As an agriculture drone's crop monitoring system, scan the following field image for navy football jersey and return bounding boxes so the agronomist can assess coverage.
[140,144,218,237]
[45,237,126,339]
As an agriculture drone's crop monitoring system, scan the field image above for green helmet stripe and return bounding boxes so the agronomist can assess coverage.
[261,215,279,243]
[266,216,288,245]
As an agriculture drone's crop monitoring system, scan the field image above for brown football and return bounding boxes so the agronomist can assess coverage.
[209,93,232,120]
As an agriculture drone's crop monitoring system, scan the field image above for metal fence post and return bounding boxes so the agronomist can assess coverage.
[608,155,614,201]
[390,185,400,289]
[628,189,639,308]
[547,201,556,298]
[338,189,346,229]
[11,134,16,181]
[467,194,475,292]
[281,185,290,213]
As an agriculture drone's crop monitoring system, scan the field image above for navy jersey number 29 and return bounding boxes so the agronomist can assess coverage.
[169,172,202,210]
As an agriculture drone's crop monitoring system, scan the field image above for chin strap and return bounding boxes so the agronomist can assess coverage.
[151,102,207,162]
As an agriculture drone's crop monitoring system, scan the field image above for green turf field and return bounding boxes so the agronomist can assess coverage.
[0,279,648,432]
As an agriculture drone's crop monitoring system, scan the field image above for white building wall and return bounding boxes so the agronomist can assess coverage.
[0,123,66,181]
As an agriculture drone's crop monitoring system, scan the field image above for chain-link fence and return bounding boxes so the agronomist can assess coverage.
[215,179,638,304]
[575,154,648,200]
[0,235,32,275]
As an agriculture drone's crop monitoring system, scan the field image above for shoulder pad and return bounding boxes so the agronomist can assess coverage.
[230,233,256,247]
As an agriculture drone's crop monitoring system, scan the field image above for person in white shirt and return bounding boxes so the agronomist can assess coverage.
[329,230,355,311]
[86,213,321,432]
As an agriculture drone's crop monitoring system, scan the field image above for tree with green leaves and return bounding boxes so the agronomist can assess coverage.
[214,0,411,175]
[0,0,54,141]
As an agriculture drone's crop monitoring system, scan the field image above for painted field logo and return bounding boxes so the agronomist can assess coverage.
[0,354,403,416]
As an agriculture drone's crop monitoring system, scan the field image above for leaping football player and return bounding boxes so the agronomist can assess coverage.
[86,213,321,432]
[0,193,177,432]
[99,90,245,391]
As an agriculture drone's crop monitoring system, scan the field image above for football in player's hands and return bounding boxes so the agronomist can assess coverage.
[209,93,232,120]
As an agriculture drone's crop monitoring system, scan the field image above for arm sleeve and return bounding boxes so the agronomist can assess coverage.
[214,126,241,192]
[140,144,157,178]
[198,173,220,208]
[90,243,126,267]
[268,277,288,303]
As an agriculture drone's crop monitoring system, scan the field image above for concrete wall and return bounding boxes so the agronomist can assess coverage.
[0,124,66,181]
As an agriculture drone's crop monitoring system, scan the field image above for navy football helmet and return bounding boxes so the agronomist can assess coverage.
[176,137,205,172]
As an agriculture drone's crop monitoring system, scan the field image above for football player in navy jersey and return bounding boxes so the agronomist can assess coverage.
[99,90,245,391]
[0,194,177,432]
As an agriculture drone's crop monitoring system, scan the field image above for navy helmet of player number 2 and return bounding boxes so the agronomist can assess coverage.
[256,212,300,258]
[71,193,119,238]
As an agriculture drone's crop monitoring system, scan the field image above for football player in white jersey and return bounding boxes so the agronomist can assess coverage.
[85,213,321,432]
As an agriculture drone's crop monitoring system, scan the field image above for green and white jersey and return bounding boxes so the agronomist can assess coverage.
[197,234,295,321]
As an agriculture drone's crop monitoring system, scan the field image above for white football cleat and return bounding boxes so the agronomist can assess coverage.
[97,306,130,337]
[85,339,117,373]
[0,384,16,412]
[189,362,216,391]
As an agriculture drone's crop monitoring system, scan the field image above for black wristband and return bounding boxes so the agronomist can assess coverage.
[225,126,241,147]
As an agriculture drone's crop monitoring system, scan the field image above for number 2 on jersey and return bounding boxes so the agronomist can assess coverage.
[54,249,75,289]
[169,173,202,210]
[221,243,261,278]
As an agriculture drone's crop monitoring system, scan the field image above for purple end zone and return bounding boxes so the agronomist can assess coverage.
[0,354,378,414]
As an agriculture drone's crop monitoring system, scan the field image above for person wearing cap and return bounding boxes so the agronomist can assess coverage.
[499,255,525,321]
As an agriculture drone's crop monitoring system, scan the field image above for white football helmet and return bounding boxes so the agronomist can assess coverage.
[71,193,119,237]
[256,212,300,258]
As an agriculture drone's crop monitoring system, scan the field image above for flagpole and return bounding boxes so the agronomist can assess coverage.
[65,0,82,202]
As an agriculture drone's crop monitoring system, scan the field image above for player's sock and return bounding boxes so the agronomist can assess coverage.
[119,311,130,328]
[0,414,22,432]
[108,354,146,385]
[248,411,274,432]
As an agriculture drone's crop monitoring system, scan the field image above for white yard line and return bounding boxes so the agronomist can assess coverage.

------------------------------------------------

**REQUIREMENTS**
Could you copy out the whole listing above line for line, changing nothing?

**RESULT FOR THIS EXERCISE**
As an agriculture drone's crop monitoring system, scan the following field image for navy football jersey and return bounding boxes so the agronomist can assess coverage.
[140,144,218,237]
[45,237,126,339]
As an agriculture drone's crop monitoring system, scan the field image above for green helmet stripe and return bounding boxes so the agronomist can assess coverage.
[261,215,279,243]
[266,216,288,245]
As an agriculture drone's crop monitoring system, scan the field image above for brown football and return bounding boxes so the agronomist can assess coverage.
[209,93,232,120]
As an agriculture drone's crop monitoring system, scan the field image above for metal fence post and return bounding boxes so the agronomist can assess coverage.
[608,155,614,201]
[390,185,400,289]
[628,189,639,308]
[547,201,556,298]
[338,189,346,229]
[11,134,16,181]
[467,194,475,292]
[281,185,290,213]
As an agriculture drone's crop monitoring system, scan the field image above for navy jersey number 29 and return bounding boxes so the agronomist can assess coverage.
[169,172,202,210]
As an agriculture drone's crop monitoring system, scan the field image above for chin strap and return bounding boxes so the agronomist can assess coverage.
[151,102,207,162]
As an agriculture drone's crop monitoring system, scan the field image above for green turf field and return bounding boxes so the agronomist can assess coverage.
[0,279,648,432]
As an agriculture drone's crop monitoring system, scan the field image above for white building wall and return bounding boxes so the agronomist can assess coverage.
[0,123,66,181]
As an agriculture drone's crop monitoring system, scan the field image above for chain-link fence and return bounding boxes so the agronomist can assess coverage.
[215,179,638,304]
[575,154,648,200]
[0,235,32,275]
As an agriculture drone's crop monitoring system, scan the field image above for shoulder pad and return bounding boxes so the agronomist can assess coverage.
[230,233,256,247]
As an agriculture drone's crop monitoring system, scan the field image above for person in white shirt and return bounding boxes so the agronomist can assess coverage.
[329,230,355,311]
[86,213,321,432]
As an agriculture drone's crop monitoring system, scan the field image above for tree with green leaves and return bounding boxes so the agronomist can assess coverage.
[214,0,411,175]
[0,0,54,141]
As an agriculture drone's crop monitoring system, scan the field image above for painted field logo and return bounding boxes so the agronomist can assess coverage.
[0,354,403,416]
As an agriculture drone's crop monitoring system, scan the field image above for leaping football player and return bounding boxes so the agronomist can assess coverage.
[86,213,321,432]
[0,193,177,432]
[99,90,245,391]
As an agriculture drone's crop monitoring system, scan the field image above for football in player's hands and return bounding boxes so the agronomist can assess coverage.
[209,93,232,120]
As an agriculture drone's crop monitoring system, scan the field image above for arm sleeve and return bounding boxes so the agronomist can assess coverage.
[214,126,241,192]
[140,144,157,178]
[198,173,220,208]
[90,243,126,267]
[268,277,288,303]
As an agriculture drone's crop monitoring system, scan the field image above for concrete wall and return bounding boxes so the agronomist can assess coverage.
[0,124,66,181]
As an agriculture drone's crop monitoring system, scan the field image above for navy football helmet and return bounding boxes so the agronomist can assess coverage.
[176,137,205,172]
As an agriculture drone's crop monitoring system, scan the field image above for football player in navy jersey and return bounding boxes so the agronomist can assess coverage.
[99,90,245,391]
[0,194,177,432]
As an agriculture drone's crop monitoring system, scan the field image above for navy helmet of player number 2 and return bounding boxes so the agronomist can assess coverage.
[256,212,300,258]
[71,193,119,238]
As an agriculture drone's crop monitoring system, scan the field image above for football player in white jersey and return bounding boxes so the agronomist can assess coverage.
[85,213,321,432]
As an agriculture drone's crop monitoring system, scan the field image above for green and white jersey and return bounding boxes so the agronomist can assess coverage.
[197,234,295,321]
As an agriculture drone's crop monitoring system, scan the field image above for white football cleat and return bounding boxes so the agronomist can assess coverage.
[97,306,130,337]
[85,339,117,373]
[0,384,16,412]
[189,362,216,391]
As an agriculture drone's crop monitoring system, scan the field image above for black wristband and return bounding boxes so the agronomist can assess coverage.
[225,126,241,147]
As an agriculture drone's crop monitoring system, scan the field image above for number 2 on jersey and return bounding boxes so the agronomist can assess coverage.
[54,249,75,289]
[169,173,202,210]
[221,243,261,278]
As an agriculture drone's crop monitoring system, scan the field image above for purple end zone and return bounding boxes so the agronomist can assess coverage.
[0,354,378,414]
As an agriculture drone's crop monitoring system, scan the field image above for person wearing cap and return bounding boxes so the agronomist can assess coverage.
[499,255,525,321]
As an agriculture drone's crop monitoring system, scan the field image above for white football helmet and return bounding boxes so the agronomist can assess coverage.
[71,193,119,237]
[256,212,300,258]
As an agriculture drone's crop monitoring system, scan the field image above for flagpole and return bounding boxes so the agronomist can assess coverage.
[65,0,82,202]
As an agriculture drone's crop monitoring system, scan the field image above for player's sock and return bounding boxes so the agronomist can assess coverage.
[119,311,130,328]
[0,414,22,432]
[108,354,146,385]
[248,411,274,432]
As an agriculture drone's crop monitoring system, scan the field image above for white yard line and return bounding boxes so the agronomist can assess coverage.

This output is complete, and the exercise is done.